Exercise aim -
Answer these questions about the C++ code listing below.
(a) Which function does a comment say is not implemented?
(b) In extract_physicals_dim0, what does the function do when entity_points_physical_groups is empty?
(c) What date appears in the header comments?

::: Text passage :::

/// \author Leblanc Christophe.
/// \date 18/11/2020
/// \mail cleblancad@gmail.com

// No guards.

template<typename KernelT, typename Surface_meshT>
void ExtractSurfaceMeshFromMSH<KernelT, Surface_meshT>::
extract_physicals(std::map<std::size_t, std::vector<int> > &nodes_physical_groups,
  std::map<std::size_t, std::pair<std::vector<int>, std::vector<std::size_t> > > &faces_physical_groups,
  std::map<std::size_t, std::vector<int> > &volumes_physical_groups) const
{
  extract_physicals_dim0(nodes_physical_groups);
  // Note: extract_physicals_dim1 not implemented.
  extract_physicals_dim2(faces_physical_groups);
  extract_physicals_dim3(volumes_physical_groups);
}


template<typename KernelT, typename Surface_meshT>
void ExtractSurfaceMeshFromMSH<KernelT, Surface_meshT>::
extract_physicals_dim0(
  std::map<std::size_t, std::vector<int> > &nodes_physical_groups // Node number, physical groups ids it belongs to.
) const
{
  // Get physical groups for entity points.
  std::map<int, std::vector<int> > entity_points_physical_groups;
  {
    gmsh::vectorpair physical_groups;
    gmsh::model::getPhysicalGroups(physical_groups, 0);
    
    // Get the entity point tags corresponding to the physical groups.
    for(std::size_t i = 0; i < physical_groups.size(); ++i)
    {
      std::vector<int> entity_point_tags;
      gmsh::model::getEntitiesForPhysicalGroup(0, physical_groups[i].second, entity_point_tags);
      
      for(std::size_t j = 0; j < entity_point_tags.size(); ++j)
        entity_points_physical_groups[entity_point_tags[j]].push_back(
          physical_groups[i].second);
    }
  }
  
  // Get the correspondance between entity (geometry) point tags and element (mesh) point tags.
  if(entity_points_physical_groups.empty())
    return; // Nothing to do.

  std::map<int, std::size_t> entity_to_element_map;
  {
    // Get the types of 0D entities.
    std::vector<int> element_types;
    gmsh::model::mesh::getElementTypes(element_types, 0);
    
    for(const int it_element_type : element_types)

::: Information shown :::

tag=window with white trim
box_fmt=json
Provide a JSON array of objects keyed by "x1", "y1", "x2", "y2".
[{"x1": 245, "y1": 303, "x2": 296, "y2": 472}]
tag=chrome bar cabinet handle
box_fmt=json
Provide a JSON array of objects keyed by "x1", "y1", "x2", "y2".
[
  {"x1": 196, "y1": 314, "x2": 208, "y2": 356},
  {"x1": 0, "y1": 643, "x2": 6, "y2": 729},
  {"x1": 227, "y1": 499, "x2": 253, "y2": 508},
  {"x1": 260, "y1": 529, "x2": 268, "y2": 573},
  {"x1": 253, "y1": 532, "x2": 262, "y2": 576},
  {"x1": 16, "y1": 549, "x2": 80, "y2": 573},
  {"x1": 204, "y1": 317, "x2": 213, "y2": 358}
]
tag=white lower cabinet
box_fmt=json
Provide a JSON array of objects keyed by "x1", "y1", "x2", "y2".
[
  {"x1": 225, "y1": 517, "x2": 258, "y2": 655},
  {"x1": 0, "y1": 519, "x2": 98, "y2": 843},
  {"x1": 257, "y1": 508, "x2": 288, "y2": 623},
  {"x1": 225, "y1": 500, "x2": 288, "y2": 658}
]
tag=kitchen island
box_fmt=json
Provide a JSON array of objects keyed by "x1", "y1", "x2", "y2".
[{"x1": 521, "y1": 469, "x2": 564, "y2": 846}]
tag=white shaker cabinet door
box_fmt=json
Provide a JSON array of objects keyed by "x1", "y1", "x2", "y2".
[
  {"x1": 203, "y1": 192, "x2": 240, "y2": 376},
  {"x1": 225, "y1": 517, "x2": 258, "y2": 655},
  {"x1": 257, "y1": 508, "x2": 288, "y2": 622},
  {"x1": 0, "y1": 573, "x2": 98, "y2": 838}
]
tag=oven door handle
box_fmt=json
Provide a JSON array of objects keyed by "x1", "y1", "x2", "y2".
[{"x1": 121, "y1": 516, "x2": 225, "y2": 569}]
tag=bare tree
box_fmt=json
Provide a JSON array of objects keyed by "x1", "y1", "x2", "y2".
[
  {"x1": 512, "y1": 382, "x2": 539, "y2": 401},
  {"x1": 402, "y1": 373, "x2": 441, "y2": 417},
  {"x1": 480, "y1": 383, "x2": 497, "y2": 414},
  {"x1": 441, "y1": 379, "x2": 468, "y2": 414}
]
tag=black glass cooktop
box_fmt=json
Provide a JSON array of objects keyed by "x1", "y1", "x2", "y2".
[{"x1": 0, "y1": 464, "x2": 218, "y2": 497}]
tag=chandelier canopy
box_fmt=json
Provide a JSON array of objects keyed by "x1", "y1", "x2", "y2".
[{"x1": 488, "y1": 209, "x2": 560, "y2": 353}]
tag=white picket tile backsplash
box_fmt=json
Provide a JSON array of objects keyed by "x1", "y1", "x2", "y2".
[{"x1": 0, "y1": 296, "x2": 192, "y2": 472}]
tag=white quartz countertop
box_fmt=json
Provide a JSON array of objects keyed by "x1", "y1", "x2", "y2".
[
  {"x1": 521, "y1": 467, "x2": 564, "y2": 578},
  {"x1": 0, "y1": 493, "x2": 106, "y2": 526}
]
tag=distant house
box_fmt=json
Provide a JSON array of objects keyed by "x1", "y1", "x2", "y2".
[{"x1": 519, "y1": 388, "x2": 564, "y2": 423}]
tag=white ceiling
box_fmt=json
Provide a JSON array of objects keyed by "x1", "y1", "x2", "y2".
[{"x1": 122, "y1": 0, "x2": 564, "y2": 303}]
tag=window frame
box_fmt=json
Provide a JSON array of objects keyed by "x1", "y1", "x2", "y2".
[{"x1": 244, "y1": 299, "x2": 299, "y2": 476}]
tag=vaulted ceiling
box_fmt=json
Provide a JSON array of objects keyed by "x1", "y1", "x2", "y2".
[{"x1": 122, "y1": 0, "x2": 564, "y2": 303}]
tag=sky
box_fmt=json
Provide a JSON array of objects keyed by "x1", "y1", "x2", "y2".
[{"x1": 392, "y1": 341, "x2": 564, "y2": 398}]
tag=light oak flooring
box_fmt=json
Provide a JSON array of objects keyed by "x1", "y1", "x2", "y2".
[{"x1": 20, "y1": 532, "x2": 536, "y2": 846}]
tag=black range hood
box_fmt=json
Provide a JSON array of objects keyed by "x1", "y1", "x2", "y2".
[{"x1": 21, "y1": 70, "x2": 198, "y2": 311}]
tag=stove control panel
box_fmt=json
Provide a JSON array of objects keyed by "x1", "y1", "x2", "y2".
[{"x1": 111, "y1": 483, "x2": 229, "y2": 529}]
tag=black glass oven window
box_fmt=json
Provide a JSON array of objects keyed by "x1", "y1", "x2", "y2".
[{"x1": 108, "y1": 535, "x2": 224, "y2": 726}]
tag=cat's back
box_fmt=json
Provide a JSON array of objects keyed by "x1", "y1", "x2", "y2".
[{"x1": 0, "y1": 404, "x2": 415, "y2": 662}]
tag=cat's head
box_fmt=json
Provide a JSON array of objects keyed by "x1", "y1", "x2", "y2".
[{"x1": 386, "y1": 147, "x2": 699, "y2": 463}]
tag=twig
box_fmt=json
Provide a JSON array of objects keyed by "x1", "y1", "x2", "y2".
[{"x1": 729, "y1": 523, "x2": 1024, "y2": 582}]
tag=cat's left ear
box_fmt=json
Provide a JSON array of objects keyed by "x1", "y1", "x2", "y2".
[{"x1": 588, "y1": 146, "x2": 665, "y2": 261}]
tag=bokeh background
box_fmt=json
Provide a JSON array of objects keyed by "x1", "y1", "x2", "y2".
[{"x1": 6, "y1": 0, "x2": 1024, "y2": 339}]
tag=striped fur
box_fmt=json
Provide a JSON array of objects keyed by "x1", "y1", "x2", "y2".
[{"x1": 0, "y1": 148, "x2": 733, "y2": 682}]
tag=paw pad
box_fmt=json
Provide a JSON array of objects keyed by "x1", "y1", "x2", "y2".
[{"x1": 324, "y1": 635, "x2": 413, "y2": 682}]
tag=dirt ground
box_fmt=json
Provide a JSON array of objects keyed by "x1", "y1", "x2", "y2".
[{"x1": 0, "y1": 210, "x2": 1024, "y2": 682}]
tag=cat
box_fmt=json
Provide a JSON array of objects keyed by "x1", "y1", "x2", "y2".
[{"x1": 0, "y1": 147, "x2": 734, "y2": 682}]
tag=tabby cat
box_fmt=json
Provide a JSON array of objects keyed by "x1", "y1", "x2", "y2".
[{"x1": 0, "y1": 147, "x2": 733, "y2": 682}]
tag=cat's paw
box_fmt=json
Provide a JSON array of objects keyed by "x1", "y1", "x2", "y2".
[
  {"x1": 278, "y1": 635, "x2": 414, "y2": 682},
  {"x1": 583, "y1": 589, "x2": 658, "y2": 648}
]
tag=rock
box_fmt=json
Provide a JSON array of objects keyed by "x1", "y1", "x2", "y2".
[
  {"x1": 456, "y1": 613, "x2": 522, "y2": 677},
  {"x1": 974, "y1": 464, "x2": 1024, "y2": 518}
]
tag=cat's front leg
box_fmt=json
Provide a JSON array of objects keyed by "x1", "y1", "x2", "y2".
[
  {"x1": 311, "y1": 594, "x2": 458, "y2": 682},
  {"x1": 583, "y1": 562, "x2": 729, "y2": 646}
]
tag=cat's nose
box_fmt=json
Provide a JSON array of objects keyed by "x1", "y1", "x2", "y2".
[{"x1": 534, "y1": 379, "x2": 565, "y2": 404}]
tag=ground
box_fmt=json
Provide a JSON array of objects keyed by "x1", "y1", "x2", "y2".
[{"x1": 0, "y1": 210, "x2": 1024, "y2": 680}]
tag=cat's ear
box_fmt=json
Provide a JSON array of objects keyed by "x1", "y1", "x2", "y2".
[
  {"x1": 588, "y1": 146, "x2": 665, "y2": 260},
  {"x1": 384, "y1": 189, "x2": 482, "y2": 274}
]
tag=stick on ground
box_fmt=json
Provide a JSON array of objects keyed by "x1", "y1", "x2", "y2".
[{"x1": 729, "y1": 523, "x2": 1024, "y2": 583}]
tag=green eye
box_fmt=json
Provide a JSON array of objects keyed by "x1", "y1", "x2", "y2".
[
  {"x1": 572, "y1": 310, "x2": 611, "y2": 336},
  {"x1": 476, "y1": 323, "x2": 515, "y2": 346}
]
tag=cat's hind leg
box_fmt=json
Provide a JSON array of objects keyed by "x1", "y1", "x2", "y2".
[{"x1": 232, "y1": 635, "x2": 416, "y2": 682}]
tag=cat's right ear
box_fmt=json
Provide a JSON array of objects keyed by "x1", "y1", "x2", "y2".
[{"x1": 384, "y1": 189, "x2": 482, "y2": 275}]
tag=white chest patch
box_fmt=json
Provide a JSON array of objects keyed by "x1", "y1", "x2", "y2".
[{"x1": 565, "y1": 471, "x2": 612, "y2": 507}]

:::

Answer for this exercise -
(a) extract_physicals_dim1.
(b) It returns immediately, with the comment "Nothing to do."
(c) 18/11/2020.